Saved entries

+++

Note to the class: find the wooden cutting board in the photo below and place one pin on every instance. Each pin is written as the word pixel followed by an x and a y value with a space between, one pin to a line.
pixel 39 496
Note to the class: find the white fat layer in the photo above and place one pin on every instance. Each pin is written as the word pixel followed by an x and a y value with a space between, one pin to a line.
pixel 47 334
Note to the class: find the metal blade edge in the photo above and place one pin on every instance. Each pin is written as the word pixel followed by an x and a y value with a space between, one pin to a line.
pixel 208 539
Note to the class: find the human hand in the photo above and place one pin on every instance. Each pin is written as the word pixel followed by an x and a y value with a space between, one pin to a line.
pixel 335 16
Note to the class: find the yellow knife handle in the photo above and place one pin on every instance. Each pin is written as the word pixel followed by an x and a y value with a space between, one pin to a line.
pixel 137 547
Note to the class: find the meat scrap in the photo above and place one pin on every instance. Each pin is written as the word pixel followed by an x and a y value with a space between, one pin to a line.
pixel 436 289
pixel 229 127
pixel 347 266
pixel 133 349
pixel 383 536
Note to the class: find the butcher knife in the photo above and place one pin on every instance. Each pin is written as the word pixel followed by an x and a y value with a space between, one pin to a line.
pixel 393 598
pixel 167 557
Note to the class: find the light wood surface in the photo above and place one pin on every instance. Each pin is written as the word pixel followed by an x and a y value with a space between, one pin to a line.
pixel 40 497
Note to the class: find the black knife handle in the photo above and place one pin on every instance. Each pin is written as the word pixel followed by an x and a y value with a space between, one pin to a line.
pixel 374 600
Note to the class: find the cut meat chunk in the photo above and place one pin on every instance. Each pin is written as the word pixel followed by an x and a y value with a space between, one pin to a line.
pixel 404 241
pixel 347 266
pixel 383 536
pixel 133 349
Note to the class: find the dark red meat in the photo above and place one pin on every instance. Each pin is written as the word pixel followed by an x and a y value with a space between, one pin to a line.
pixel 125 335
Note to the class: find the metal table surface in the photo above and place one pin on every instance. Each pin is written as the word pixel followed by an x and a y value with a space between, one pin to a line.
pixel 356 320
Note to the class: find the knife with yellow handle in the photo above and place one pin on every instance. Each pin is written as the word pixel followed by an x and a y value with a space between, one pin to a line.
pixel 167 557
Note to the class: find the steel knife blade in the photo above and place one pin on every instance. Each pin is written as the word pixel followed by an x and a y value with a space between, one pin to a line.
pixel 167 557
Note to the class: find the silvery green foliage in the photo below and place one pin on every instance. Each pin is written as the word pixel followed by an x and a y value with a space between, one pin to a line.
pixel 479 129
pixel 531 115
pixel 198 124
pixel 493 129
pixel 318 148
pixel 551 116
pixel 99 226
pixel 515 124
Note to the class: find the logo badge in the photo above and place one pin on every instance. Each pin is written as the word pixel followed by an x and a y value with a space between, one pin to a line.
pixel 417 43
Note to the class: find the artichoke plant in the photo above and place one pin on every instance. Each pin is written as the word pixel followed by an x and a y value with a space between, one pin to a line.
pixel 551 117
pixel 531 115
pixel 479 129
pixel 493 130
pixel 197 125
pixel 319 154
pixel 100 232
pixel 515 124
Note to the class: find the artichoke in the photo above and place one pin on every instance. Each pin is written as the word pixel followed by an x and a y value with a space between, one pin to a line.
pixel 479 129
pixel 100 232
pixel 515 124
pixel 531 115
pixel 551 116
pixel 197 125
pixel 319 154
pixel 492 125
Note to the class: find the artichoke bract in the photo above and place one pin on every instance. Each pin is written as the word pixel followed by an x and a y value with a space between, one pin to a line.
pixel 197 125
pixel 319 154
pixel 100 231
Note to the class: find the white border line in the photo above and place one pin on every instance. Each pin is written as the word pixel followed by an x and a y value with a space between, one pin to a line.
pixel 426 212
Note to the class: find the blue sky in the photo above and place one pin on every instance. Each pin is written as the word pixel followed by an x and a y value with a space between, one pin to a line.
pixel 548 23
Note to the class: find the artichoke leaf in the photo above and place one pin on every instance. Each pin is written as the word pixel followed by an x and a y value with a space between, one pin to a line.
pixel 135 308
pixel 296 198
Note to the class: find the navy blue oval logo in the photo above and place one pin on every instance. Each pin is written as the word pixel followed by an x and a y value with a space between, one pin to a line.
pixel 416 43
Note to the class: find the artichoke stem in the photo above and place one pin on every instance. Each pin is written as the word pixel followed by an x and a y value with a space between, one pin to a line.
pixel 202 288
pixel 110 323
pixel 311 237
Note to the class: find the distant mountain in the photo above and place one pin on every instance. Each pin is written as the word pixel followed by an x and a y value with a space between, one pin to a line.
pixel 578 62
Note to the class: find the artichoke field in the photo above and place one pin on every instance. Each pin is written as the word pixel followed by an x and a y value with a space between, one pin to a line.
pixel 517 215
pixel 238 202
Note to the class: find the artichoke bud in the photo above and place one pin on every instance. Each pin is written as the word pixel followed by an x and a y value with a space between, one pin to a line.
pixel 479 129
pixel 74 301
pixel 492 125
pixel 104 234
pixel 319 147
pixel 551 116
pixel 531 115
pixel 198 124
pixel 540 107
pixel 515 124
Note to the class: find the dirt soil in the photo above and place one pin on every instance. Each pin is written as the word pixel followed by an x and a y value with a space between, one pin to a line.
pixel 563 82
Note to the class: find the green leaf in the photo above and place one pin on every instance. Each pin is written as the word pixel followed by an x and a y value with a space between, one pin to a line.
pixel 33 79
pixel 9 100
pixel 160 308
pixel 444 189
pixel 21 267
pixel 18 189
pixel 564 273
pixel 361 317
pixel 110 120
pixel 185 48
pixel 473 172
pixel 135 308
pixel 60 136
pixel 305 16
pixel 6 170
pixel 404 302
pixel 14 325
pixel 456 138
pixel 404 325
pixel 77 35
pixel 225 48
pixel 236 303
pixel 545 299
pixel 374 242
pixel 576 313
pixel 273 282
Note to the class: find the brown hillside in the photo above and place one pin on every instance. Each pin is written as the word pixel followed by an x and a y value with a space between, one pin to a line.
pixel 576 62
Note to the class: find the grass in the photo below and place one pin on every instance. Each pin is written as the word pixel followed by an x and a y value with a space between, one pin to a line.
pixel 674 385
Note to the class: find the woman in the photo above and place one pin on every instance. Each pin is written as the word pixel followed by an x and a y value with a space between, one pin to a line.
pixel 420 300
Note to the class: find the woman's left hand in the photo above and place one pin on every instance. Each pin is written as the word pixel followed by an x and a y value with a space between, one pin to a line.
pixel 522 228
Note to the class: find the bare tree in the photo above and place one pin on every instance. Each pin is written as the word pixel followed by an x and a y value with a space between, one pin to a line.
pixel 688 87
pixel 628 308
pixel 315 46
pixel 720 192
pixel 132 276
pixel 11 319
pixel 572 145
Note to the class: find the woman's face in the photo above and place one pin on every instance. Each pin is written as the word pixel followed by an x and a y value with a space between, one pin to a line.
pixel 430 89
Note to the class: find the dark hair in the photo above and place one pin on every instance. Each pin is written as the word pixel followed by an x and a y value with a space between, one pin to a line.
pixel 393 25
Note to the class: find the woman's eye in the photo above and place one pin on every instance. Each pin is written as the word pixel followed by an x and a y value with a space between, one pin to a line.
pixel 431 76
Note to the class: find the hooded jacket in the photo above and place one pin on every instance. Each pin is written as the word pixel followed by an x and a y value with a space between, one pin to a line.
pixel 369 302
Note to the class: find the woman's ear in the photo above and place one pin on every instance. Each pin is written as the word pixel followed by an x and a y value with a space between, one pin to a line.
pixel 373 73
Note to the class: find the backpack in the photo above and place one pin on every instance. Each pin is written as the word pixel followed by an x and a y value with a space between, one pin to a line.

+++

## WHAT THE TASK ASKS
Once the line with "Note to the class: find the dark hair" is found, write out that line and every one after it through the last line of the records, exactly and with nothing else.

## SOLUTION
Note to the class: find the dark hair in the photo above and place one pin on every instance. Each pin is written as the word pixel followed by an x and a y value with a space between, one pin to a line.
pixel 393 25
Note to the class: find the woman's eye in the photo above and place one pin on every instance. Each pin is written as the word pixel followed by an x and a y value with a space between, one pin to a line.
pixel 431 76
Note to the class: find the hooded jacket in the photo above and place one pin on every instance. Each pin is written as the word pixel followed by an x and a y value with a space between, one pin to a line.
pixel 369 302
Note to the class: find the woman's ear in the photo above and place one pin on every instance. Each pin is written as the word pixel followed by an x and a y value with a space between, one pin to a line.
pixel 373 73
Note to the class: find the backpack in the photo above and place one pin on every instance. Each pin is written as the word pixel followed by an x and a y value with a space between, one pin to a line.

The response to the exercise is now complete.